Stéphane Audran reste associée dans l’imaginaire collectif à ses rôles de bourgeoise petite ou grande chez Claude Chabrol et Luis Buñuel. Mais à considérer les vingt-trois films qu’ils ont tournés ensemble – un record dans l’histoire des couples de cinéma –, on ne peut qu’être frappé par l’étendue de son registre et la variété des rôles que lui confia Chabrol. Des Cousins jusqu’à Betty, Audran fut tour à tour vendeuse délurée, institutrice coincée, femme fidèle, femme adultère, femme bisexuelle, espionne parodique, chanteuse de cabaret, chanteuse d’opéra, aventurière, danseuse, mère possessive, mère abusive, alcoolique mondaine et l’on en passe.

Données extraites:
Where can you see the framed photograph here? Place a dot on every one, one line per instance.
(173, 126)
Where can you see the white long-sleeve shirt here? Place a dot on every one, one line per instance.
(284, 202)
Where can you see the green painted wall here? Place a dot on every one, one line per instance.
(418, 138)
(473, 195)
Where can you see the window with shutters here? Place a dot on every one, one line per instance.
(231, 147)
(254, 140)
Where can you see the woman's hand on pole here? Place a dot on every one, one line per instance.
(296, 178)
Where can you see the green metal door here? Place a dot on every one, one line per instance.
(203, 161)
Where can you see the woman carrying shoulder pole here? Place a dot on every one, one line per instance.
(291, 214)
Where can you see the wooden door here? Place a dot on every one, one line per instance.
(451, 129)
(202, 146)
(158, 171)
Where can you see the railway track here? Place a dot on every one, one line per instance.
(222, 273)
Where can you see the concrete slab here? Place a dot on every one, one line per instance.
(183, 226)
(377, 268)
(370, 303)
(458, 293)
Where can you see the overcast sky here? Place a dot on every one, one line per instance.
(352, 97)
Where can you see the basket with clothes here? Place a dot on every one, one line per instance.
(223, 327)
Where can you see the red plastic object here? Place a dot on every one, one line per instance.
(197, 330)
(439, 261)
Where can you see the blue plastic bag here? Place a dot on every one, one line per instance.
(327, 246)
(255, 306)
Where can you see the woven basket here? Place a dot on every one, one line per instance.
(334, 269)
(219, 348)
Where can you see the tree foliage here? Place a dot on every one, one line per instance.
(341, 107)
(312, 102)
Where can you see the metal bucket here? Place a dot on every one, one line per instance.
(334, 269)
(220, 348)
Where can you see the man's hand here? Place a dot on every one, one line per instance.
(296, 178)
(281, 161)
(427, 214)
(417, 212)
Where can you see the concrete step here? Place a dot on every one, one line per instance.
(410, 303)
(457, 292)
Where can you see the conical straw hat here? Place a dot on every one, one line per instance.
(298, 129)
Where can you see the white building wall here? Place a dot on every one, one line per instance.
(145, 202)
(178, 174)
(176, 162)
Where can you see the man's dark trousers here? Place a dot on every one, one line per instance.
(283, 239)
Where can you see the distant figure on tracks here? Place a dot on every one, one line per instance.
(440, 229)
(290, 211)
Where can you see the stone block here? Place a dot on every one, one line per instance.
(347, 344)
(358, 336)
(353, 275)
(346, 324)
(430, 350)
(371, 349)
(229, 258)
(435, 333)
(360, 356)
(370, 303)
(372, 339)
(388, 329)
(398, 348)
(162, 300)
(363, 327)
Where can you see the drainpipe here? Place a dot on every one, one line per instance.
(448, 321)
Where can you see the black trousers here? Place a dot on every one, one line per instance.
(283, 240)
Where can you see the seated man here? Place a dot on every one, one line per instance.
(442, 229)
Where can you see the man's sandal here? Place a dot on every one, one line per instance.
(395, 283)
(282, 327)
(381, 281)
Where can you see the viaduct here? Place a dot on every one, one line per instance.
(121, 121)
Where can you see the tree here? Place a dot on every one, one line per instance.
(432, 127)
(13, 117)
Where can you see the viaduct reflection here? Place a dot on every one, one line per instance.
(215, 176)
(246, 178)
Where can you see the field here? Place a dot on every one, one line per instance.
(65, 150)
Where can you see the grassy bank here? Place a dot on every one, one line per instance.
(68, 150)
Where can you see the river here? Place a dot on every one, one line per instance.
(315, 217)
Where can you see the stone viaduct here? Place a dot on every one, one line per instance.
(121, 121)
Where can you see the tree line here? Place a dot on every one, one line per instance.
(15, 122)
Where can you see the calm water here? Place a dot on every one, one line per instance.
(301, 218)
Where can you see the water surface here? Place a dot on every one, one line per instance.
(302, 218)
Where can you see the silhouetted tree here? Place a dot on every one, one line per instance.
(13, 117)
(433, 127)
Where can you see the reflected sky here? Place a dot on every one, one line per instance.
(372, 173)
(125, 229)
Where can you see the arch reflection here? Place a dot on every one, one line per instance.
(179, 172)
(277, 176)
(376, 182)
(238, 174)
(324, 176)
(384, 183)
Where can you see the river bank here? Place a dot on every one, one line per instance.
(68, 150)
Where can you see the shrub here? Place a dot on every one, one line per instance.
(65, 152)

Consignes:
A) Répondez brièvement à ces questions sur le texte sur Stéphane Audran.
(i) Chez quels deux cinéastes Stéphane Audran a-t-elle tenu ses rôles de bourgeoise ?
(ii) Combien de films Audran et Chabrol ont-ils tournés ensemble ?
(iii) Quel titre de film clôt l'intervalle au cours duquel Audran a tenu la série de rôles énumérés ?
B) Reprenez le texte sur Stéphane Audran après sa dernière phrase et poursuivez-en la rédaction.
Les enregistrements n'ont aucun rapport avec le texte sur Stéphane Audran.

Réponses par tâche:
A)
(i) Claude Chabrol et Luis Buñuel.
(ii) Vingt-trois.
(iii) Betty.

B)
Il me paraît aussi que Chabrol avait perçu d’emblée la nature double du talent d’Audran – qu’emblématise son double rôle dans le Scandale –, l’écart pourrait-on dire entre l’image et le tempérament. Beauté distante au visage lisse, indéchiffrable, d’une part (son côté hitchcockien), comédienne protéiforme de l’autre, ayant le goût du déguisement et des transformations physiques, douée d’un humour spontané et capable de dérapages dans l’hénaurme et la folie pure ; aussi à l’aise dans les personnages introvertis que dans les personnages extravertis. Que l’on compare par exemple l’institutrice à la sexualité volontairement réprimée du Boucher et l’épouse de député de province plutôt folle de son corps des Noces rouges.
À cet égard, elle était l’interprète idéale d’un metteur en scène double lui aussi, chez qui cohabitaient le sens de l’épure, de la géométrie langienne, et le goût de la charge grotesque.